** BEGIN Stored data **

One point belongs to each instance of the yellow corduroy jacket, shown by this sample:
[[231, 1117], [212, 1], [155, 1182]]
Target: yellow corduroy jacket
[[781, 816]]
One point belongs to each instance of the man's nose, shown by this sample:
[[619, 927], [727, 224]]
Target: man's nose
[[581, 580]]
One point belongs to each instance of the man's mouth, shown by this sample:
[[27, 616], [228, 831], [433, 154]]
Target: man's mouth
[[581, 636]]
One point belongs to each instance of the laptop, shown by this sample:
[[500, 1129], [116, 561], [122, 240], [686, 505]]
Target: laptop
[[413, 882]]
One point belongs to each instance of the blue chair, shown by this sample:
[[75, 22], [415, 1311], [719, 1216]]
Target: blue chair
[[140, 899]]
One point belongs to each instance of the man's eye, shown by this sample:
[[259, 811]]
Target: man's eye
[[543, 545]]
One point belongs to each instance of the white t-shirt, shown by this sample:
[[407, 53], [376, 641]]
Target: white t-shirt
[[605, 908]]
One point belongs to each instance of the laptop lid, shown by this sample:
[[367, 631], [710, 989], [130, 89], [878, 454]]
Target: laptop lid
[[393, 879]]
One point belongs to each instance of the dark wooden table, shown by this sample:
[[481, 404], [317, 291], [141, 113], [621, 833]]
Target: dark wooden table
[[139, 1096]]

** END Stored data **
** BEGIN Stored data **

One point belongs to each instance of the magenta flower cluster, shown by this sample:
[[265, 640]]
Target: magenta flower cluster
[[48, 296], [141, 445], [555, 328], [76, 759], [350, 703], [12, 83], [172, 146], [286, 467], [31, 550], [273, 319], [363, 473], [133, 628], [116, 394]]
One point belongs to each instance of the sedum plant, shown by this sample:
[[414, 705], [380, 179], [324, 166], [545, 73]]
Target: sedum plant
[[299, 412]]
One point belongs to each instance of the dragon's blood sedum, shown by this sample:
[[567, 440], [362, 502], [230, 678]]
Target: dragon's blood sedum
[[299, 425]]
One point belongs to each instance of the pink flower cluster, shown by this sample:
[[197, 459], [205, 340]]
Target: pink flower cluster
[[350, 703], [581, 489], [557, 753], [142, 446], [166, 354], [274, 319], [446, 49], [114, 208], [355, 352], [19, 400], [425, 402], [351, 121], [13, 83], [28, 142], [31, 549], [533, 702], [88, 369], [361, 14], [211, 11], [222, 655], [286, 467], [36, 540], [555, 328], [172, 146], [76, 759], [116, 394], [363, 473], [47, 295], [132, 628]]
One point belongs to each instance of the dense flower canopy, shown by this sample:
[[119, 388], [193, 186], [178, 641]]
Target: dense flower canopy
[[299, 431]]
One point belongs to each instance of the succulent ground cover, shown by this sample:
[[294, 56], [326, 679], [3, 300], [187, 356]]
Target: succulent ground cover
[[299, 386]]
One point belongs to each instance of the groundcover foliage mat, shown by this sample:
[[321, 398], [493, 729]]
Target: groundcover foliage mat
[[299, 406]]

** END Stored data **

> [Work to complete] Please echo everything from the line containing "One point belongs to each instance of the white" down to the line containing "[[139, 1096]]", both included, exactly as those lines appear in the items.

> [Written response]
One point belongs to each instance of the white t-shirt, shown by this sample:
[[407, 53], [376, 641]]
Target: white t-shirt
[[605, 908]]
One point belongs to each instance of the laptop lid, shown by this sample:
[[367, 631], [710, 989], [130, 89], [878, 454]]
Target: laptop lid
[[393, 879]]
One point belongs to each instance of the dark wooden table, shown by this sample:
[[481, 404], [317, 291], [141, 113], [621, 833]]
Target: dark wooden table
[[139, 1096]]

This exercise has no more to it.